■ Text excerpt
::::::
Got not one but two inquiries this week from writers looking for a story on early 70s gay history. The first was from a local amateur researcher looking for info on the first Gay Pride in Minneapolis, she seemed to think I was heavily involved. I honestly told her I couldn’t help much, I attended some early prides but that was the limit of my involvement. The second was from an MSNBC reporter asking what I knew about how Minneapolis added the “first in the nation” trans-inclusive anti-discrimination language to it’s Civil Rights Ordinance in 1975. I knew the answer to her question, but I didn’t divulge it. She probably would have been displeased when I told her Madison beat Minneapolis for that honor, anyways.
Why?
I use the term “Stonewall Era Veterans” for a reason- Gay folks who could hide their secret served, were sometimes wounded, and even died in our military. Some gay folks served, were wounded, and even died in the cause of gay liberation during the Stonewall era. And some served in both struggles, after being drummed out of the military for being gay or getting radicalized by a military and nation that was OK with killing another man, but not OK with loving another man.
Our then bigoted military may very well have created the gay ghettos from which the Stonewall era activism sprang by it’s dishonorable discharges of gay service members. Too embarrassed to return to their small town homes and effectively confirm the town’s suspicions of their gayness by their discharge, they settled and formed gay communities at the cities they were often discharged in- Castro in San Francisco, the Village in New York City, and to a smaller degree Loring Park in Minneapolis. At Compton’s Cafeteria, the Stonewall Bar, and in the basement of Coffman Union at the University of Minnesota the movement reached critical mass as the revolution began.
Not by our choice, it was not entirely a peaceful revolution. I remember hiding under cars to escape gay bashers near Loring Park, and a couple years later my friend Terry Knutson was beaten to death there. A couple months later another gay man was beaten to death in the same park, and the queer bashing murders of gay men in Minneapolis continued into the 90s.
Near a half century after the Stonewall era, we survivors are entering the life stage of senior housing, serial medical appointments, and nursing homes. And thanks to the sad legacy of decades of anti-gay discrimination, many of us have no safety nets in the form of veteran’s benefits or veterans preference to get a government job with a pension to fall back on. We’re headed for a fragile last days where being outed can get us kicked out of a fundamentalist church’s nursing home or the criminal charge we were framed with for protesting anti-gay bigotry can still deny us public housing and make us homeless. My late trans aunt Ricky Raymonde is listed under that name in 1960’s Minneapolis city directories, but would be outed by the male ID she never legally changed if she had survived cancer long enough to enter a nursing home. My late friend, teacher, and pioneer gay activist Tim Campbell set fire to his own discrimination complaint to protest the Minneapolis Civil Rights department’s refusal to process his complaint… The city over reacted and charged him with first degree arson. Unable to make bail and assigned a useless public defender, he sat in jail for nearly a year before he plea bargained to the lowest degree of felony arson and was sentenced to time served. Tim never taught again, spent the rest of his working days as a journalist, and other than that unjust felony conviction, there’s not as much as a parking ticket on his record… But a careless outing by an overly zealous researcher or journalist could have denied Tim access to housing and more when he was most vulnerable.
::::::
■ Problem to work on
Answer these questions about the post on Stonewall era veterans:
1. Which city beat Minneapolis to trans-inclusive anti-discrimination language?
2. Which Minneapolis area is named as a smaller gay community formed by discharged service members?
3. What charge did the city first bring against Tim Campbell?
The listing that comes next is separate material with no connection to the post about Stonewall era veterans.

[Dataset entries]
::::::
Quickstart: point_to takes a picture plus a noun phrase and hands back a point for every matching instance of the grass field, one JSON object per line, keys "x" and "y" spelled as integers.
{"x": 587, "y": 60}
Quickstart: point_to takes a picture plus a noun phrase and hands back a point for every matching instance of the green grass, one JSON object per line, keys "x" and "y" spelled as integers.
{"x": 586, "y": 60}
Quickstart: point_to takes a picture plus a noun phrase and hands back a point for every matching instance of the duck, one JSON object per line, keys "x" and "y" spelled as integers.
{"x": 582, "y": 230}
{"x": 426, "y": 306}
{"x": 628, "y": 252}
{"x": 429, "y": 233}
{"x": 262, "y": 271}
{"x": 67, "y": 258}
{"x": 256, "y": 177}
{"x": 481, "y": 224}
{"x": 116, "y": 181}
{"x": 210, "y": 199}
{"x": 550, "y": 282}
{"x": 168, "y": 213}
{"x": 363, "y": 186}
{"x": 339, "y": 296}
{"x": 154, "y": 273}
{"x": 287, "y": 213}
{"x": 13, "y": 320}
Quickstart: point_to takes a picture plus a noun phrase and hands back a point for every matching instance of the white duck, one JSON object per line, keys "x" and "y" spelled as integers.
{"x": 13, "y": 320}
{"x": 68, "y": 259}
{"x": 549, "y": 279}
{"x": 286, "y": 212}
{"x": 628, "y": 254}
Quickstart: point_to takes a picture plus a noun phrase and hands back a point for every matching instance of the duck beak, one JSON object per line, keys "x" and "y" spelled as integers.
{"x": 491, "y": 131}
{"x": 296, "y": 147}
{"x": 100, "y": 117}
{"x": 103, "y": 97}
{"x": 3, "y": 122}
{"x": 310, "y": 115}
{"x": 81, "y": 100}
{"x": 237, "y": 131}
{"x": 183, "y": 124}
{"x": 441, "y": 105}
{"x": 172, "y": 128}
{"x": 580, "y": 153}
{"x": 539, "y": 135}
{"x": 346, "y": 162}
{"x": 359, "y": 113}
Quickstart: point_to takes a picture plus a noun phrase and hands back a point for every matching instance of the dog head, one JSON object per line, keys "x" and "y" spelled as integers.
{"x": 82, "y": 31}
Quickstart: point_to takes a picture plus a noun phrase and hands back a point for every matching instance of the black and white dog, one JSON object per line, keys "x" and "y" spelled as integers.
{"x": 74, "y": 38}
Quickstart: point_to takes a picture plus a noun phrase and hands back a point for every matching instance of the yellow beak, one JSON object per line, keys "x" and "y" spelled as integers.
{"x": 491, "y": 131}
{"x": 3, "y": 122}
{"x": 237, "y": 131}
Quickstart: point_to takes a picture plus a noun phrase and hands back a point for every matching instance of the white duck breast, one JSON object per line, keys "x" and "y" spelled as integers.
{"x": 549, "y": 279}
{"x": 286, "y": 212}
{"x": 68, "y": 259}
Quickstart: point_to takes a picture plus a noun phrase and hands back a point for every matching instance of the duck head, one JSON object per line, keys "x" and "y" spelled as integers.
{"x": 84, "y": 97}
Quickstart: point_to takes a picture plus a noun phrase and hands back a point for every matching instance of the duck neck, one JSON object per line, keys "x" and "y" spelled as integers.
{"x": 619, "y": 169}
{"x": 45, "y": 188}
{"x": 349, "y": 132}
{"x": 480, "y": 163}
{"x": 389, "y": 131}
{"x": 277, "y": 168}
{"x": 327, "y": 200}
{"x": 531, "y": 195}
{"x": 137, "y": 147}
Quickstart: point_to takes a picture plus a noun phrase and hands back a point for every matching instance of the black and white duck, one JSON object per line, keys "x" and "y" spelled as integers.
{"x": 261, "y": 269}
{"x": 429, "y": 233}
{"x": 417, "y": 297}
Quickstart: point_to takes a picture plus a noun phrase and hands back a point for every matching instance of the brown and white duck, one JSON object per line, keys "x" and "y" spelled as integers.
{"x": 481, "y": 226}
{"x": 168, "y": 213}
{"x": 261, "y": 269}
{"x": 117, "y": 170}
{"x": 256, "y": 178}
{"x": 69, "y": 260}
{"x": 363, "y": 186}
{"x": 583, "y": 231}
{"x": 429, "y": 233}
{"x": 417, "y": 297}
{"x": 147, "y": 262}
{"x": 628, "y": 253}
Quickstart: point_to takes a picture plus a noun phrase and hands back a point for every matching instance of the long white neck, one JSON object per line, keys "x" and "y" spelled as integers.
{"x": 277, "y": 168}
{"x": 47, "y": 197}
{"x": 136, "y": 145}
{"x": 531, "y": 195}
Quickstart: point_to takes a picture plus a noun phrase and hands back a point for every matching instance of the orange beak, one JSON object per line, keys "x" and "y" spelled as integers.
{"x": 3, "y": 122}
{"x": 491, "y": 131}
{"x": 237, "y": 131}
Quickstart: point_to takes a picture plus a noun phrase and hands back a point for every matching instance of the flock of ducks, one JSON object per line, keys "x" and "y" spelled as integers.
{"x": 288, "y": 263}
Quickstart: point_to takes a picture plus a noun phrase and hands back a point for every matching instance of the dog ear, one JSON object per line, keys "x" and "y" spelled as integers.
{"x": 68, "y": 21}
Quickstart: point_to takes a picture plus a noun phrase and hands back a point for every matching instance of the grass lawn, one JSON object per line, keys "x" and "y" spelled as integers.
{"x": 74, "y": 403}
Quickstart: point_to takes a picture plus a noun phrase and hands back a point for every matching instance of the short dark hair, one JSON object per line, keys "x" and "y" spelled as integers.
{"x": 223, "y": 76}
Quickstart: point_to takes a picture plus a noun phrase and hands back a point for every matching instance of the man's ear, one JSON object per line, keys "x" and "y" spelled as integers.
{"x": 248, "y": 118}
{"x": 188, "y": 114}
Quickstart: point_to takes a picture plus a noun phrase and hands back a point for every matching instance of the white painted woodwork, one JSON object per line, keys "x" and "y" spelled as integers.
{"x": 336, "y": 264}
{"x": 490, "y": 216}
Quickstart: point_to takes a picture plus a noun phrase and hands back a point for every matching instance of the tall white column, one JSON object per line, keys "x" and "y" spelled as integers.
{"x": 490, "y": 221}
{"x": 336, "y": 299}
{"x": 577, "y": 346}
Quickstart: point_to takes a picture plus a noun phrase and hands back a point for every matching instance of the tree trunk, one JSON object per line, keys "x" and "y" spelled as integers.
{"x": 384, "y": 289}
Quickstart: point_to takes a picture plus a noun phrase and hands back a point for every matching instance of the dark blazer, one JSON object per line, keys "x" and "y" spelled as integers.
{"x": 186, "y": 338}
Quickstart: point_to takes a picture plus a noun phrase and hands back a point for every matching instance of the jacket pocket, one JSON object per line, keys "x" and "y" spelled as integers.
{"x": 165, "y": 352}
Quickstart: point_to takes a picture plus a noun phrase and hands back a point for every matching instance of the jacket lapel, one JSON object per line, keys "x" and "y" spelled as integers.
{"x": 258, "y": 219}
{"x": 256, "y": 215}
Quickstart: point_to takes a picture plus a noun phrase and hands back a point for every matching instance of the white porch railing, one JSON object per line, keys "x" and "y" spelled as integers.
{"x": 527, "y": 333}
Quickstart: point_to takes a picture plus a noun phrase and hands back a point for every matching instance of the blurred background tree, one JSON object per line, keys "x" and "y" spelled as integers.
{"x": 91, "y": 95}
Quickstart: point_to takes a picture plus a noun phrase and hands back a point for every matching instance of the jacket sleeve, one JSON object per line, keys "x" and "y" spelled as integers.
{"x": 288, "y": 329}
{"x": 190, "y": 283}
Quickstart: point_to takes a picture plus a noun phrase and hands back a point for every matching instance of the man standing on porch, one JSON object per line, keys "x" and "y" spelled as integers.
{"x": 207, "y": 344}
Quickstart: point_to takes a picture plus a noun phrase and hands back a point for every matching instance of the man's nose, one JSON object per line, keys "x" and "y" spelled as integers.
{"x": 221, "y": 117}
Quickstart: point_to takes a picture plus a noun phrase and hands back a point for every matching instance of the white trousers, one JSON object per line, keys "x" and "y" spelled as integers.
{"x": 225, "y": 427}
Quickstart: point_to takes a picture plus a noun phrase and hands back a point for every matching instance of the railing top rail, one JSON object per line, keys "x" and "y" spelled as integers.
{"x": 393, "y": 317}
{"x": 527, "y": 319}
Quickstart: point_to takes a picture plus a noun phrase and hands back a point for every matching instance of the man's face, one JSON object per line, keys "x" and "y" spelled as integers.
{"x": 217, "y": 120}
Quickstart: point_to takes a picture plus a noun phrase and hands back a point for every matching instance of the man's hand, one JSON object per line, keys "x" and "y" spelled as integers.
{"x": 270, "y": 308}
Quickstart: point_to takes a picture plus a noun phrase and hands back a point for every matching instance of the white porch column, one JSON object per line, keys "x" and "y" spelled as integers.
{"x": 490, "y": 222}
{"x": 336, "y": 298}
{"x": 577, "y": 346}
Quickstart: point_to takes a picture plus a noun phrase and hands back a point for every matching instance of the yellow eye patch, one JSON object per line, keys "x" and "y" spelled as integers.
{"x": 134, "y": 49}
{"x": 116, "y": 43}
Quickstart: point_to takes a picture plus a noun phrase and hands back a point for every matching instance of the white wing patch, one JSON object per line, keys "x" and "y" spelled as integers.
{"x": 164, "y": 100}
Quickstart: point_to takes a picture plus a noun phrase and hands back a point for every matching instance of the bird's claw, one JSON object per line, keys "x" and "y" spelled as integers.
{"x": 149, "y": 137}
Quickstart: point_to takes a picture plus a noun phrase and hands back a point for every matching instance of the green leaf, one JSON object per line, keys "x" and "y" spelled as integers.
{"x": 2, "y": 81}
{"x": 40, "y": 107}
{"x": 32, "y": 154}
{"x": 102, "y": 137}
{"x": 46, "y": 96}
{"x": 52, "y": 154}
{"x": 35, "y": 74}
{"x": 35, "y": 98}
::::::
■ Answer area
1. Madison
2. Loring Park
3. First degree arson